▶ **WHAT NEEDS TO BE DONE**
According to the article below on punishment and bedwetting, why is punishing a child for wetting the bed counterproductive? Answer in one to three sentences.

▶ **SOURCE DOCUMENT**

##############################

Punishment Can Make Bedwetting Worse

Punishing a child for wetting the bed is counterproductive. It will not solve the problem and actually appears to make it worse. Children whose parents punished them for wetting the bed at night were more likely to be depressed and have a poorerquality of life overall compared to those

  • whose parents did not punish them for wetting the bed. They were also found to wet their beds significantly more often than the children who were not punished. This is according to a study conducted at King Abdulazziz University in Saudi Arabia. The effect was worse for children whose parents physically punished them. The more often the punishment occurred, the more likely the children were to be depressed or have a poorer quality of life. The researchers studied 65 children aged 7 to 13 who wet their beds and 40 children who did not have a problem staying dry at night. They divided the children with a bedwetting problem into those who were punished for it and those who were not punished.
    About 15% of children who are at an age when bladder control occurs wet their bed at night. Most girls stay dry at night by age 6 and boys by age 7.

##############################

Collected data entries

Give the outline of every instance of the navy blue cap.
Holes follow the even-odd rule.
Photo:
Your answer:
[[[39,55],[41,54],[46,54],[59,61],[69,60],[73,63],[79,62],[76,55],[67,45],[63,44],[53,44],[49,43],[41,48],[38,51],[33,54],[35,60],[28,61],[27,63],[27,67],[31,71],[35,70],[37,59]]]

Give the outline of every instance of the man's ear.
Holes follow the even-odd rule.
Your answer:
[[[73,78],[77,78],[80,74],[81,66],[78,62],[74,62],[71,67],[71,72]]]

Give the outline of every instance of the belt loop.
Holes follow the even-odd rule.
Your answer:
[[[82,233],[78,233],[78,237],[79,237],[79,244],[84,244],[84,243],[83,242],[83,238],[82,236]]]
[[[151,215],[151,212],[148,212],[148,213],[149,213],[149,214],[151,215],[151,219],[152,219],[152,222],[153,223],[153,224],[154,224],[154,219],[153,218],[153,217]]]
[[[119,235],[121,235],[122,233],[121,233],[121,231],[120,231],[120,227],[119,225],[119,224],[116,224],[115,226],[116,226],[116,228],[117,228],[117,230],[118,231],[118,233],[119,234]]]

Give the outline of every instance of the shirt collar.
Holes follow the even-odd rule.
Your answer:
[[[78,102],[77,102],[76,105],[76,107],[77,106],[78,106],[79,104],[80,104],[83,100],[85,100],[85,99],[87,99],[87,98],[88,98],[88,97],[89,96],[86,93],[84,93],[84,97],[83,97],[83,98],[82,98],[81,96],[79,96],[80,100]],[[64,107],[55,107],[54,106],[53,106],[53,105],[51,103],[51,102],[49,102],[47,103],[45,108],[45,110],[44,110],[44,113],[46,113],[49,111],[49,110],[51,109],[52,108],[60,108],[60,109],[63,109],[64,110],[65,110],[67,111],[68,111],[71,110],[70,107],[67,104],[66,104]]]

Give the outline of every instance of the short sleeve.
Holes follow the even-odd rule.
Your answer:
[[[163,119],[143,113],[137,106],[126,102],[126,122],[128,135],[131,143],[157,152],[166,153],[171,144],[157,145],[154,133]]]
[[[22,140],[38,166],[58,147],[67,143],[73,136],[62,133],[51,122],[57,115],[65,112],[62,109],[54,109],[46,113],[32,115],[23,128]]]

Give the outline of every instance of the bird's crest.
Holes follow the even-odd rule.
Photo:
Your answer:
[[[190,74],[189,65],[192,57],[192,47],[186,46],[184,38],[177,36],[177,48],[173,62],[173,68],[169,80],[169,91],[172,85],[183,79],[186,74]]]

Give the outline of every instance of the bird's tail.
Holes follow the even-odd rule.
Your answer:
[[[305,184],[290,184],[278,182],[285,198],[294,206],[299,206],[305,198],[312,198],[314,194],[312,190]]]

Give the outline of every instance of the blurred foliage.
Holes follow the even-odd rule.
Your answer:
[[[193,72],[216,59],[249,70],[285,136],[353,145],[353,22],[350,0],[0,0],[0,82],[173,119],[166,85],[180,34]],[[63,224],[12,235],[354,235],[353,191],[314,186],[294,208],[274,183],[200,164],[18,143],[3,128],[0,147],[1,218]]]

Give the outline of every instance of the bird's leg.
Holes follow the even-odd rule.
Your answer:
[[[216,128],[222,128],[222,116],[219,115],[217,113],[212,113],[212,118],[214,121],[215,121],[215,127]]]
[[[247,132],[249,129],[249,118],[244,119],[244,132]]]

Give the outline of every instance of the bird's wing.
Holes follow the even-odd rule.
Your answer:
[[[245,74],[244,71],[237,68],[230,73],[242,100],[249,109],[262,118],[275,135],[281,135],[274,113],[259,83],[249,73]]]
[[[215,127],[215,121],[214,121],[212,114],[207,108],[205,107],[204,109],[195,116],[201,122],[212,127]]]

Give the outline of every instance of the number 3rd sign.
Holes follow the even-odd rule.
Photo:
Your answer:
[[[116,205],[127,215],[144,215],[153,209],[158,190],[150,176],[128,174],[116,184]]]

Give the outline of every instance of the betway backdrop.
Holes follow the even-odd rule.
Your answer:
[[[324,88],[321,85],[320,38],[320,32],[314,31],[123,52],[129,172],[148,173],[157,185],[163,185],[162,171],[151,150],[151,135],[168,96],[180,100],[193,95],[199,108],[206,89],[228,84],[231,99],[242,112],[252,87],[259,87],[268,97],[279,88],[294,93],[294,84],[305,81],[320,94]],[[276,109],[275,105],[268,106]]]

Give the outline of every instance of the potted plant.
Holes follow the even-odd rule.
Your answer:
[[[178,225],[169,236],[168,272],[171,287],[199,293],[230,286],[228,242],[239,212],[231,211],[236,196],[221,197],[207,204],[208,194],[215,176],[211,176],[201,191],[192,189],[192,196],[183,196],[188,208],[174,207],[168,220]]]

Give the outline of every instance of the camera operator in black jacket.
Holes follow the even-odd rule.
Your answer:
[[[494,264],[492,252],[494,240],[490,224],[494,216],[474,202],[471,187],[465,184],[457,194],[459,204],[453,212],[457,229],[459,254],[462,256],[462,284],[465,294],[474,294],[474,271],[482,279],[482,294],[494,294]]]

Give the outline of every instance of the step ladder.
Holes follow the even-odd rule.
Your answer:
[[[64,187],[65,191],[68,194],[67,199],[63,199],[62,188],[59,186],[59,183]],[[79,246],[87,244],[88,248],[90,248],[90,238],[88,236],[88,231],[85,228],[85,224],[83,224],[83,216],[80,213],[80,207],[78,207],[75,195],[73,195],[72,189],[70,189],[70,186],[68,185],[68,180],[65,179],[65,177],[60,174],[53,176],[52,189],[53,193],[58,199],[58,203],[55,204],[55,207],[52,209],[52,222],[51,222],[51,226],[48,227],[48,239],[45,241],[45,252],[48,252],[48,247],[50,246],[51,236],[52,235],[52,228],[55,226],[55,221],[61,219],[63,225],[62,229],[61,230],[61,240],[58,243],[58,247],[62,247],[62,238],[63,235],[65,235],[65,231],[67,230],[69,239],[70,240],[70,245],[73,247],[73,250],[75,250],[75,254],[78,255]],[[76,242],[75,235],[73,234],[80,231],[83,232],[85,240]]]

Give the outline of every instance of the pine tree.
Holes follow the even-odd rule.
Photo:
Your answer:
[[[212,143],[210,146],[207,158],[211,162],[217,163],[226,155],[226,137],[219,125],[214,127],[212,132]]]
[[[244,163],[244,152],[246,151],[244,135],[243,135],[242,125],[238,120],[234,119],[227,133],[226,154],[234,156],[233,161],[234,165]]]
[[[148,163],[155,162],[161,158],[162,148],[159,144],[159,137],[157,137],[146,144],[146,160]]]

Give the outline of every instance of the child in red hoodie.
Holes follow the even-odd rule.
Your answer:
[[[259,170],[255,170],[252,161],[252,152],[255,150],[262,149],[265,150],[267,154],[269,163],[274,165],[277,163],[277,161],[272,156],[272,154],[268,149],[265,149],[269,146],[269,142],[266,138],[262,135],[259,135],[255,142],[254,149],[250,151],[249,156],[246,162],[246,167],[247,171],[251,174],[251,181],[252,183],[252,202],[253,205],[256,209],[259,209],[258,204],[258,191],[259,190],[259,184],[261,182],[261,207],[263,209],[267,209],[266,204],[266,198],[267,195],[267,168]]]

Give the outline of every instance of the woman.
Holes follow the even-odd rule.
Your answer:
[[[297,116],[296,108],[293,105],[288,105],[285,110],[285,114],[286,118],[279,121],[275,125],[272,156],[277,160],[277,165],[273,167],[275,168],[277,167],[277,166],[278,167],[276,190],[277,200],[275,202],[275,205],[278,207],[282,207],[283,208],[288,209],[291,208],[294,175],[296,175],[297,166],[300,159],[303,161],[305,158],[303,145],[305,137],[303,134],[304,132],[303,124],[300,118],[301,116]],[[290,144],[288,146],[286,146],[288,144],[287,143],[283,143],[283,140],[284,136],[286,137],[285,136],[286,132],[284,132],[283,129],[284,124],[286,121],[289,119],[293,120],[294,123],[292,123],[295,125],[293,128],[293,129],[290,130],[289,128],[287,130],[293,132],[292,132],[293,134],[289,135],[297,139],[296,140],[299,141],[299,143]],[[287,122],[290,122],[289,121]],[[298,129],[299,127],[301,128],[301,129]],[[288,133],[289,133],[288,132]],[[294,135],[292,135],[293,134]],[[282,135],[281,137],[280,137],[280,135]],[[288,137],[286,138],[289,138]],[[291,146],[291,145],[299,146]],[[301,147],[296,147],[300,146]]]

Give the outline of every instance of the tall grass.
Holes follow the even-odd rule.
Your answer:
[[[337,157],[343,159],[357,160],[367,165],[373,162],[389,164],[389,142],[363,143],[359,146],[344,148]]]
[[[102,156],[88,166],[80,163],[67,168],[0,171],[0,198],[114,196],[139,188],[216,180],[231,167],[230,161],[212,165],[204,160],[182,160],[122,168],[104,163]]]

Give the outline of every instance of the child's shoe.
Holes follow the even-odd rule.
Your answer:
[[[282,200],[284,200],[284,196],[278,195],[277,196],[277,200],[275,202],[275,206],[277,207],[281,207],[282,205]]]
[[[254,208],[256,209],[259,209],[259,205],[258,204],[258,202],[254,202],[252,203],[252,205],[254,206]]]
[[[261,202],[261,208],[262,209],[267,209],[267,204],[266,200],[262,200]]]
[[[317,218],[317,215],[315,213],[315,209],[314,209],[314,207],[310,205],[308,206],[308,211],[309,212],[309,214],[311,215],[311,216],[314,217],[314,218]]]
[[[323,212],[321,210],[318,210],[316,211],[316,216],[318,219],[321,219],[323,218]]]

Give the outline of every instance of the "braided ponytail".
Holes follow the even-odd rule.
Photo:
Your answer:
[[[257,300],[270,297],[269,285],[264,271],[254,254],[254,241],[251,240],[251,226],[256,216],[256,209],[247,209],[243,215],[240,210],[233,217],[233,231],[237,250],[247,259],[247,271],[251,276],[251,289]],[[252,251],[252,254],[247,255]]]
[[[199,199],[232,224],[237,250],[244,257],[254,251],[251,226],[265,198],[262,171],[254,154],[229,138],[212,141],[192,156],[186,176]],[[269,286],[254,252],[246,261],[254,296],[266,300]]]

##############################

▶ **EXERCISE SOLUTION**
Punishment does not solve the problem and appears to make it worse. Children whose parents punished them were more likely to be depressed, had a poorer quality of life overall, and wet their beds significantly more often than children who were not punished.